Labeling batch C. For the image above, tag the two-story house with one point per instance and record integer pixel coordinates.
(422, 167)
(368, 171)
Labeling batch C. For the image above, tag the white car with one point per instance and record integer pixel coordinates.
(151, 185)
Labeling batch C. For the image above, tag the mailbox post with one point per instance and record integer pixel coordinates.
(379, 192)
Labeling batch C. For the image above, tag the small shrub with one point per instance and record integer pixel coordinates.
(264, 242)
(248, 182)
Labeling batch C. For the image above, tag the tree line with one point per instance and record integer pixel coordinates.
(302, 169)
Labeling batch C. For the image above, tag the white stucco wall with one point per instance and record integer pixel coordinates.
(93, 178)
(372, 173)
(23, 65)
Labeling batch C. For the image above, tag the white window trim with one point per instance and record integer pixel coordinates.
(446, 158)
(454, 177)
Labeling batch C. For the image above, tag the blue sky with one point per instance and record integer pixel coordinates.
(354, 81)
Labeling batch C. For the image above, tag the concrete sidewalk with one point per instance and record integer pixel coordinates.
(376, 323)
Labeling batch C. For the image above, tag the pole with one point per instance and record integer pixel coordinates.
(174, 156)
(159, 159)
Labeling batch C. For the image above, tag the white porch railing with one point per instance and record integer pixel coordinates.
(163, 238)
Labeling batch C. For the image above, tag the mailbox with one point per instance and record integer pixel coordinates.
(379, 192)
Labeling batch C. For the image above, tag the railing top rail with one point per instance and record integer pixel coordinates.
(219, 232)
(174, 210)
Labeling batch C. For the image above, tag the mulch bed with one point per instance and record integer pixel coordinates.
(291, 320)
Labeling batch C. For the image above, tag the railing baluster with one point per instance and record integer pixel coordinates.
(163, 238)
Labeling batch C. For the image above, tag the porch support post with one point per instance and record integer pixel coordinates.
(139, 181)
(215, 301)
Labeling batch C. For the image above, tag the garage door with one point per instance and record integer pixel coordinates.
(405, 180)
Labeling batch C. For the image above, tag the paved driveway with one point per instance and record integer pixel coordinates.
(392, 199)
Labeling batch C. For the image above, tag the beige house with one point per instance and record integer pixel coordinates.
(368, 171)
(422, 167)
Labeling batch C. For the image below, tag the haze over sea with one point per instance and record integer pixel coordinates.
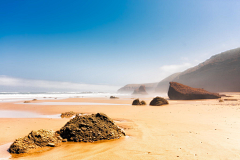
(100, 46)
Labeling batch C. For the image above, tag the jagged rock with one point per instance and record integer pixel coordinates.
(143, 103)
(89, 128)
(141, 90)
(158, 101)
(68, 114)
(35, 139)
(179, 91)
(113, 97)
(26, 102)
(138, 102)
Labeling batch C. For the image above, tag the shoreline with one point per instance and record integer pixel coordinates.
(196, 129)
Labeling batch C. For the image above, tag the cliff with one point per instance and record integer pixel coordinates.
(220, 73)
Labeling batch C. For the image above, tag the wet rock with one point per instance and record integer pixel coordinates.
(26, 102)
(113, 97)
(138, 102)
(158, 101)
(68, 114)
(141, 90)
(179, 91)
(35, 139)
(51, 144)
(89, 128)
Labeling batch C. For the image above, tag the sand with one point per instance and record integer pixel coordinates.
(196, 129)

────────────────────

* [Task prompt]:
Except for the pictures, copy every line of the records above exactly.

* [Task response]:
Labeling batch C. For the image above, tag the two-story house with one point per instance and record integer pixel coordinates.
(422, 167)
(368, 171)
Labeling batch C. For the image above, tag the white car with one point per instance and record integer pixel coordinates.
(151, 185)
Labeling batch C. For the image above, tag the mailbox post with one point per instance and record integer pixel coordinates.
(379, 192)
Labeling batch C. For the image above, tag the small shrub with one point per instance and record integer pixel coordinates.
(264, 242)
(248, 182)
Labeling batch C. For the image above, tag the tree line with one point per instance and record integer pixel coordinates.
(302, 169)
Labeling batch C. For the image above, tag the white stucco wall with one point per instance and record integer pixel coordinates.
(93, 178)
(372, 173)
(23, 65)
Labeling batch C. For the image above, tag the white window trim with one point per instance and record integer pixel coordinates.
(446, 158)
(454, 177)
Labeling batch C. For the image above, tag the blue sky with one point per instance and record integer pixel coordinates.
(354, 81)
Labeling batch C. For the image above, tag the concrete sidewalk with one point per instance and record integer pixel coordinates.
(376, 323)
Labeling batch C. For the image above, tag the pole with one point per instance and record integer pixel coordinates.
(174, 156)
(159, 159)
Labeling batch C. For the image above, tag the white porch railing with one point per instance and record integer pixel coordinates.
(163, 238)
Labeling batch C. For the image above, tag the mailbox with one point per instance and record integer pixel coordinates.
(379, 192)
Labeling batch C. For the image above, tag the railing top rail with one point per instance and record integer pixel coordinates.
(219, 232)
(174, 210)
Labeling batch C. For the image above, tag the mulch bed with one point per instance and record integer pixel coordinates.
(291, 320)
Labeling batch C. For the image above, tag the railing baluster with one point per instance and record integer pixel coordinates.
(163, 238)
Labeling batch C. For the image above, tag the porch support post with one point per instance and record integer pixel coordinates.
(139, 181)
(215, 301)
Labeling batch C. For the image above, tag the garage door with one point per instance and record integer pixel coordinates.
(405, 180)
Labeling batch C. For the image above, tag the paved driveway with one point per instance and record integer pixel coordinates.
(392, 199)
Labeling batch C. For the image above, tag the beige house with one point per instance and record integer pixel coordinates.
(368, 171)
(422, 167)
Labeling batch C. For the image below, tag the haze over sea with one point per instance and record integer pixel coordinates.
(100, 46)
Labeling batch C. For the image above, tag the jagged rock with one point per instance and record integer pixel coordinates.
(143, 103)
(89, 128)
(141, 90)
(158, 101)
(68, 114)
(35, 139)
(179, 91)
(113, 97)
(26, 102)
(138, 102)
Labeling batch C. For the image above, tag the shoreline with one point per instance and record integer pixel coordinates.
(196, 129)
Labeling batch C. For the image above, tag the cliff with one point per instance and record integer pixel coordinates.
(220, 73)
Labeling batch C. For the image above, tag the wet rock with one point per instance and record integer pixel coordinates.
(26, 102)
(113, 97)
(138, 102)
(158, 101)
(68, 114)
(141, 90)
(179, 91)
(35, 139)
(51, 144)
(89, 128)
Labeling batch C. For the image above, tag the sand with one point per instance and record integer pixel coordinates.
(196, 129)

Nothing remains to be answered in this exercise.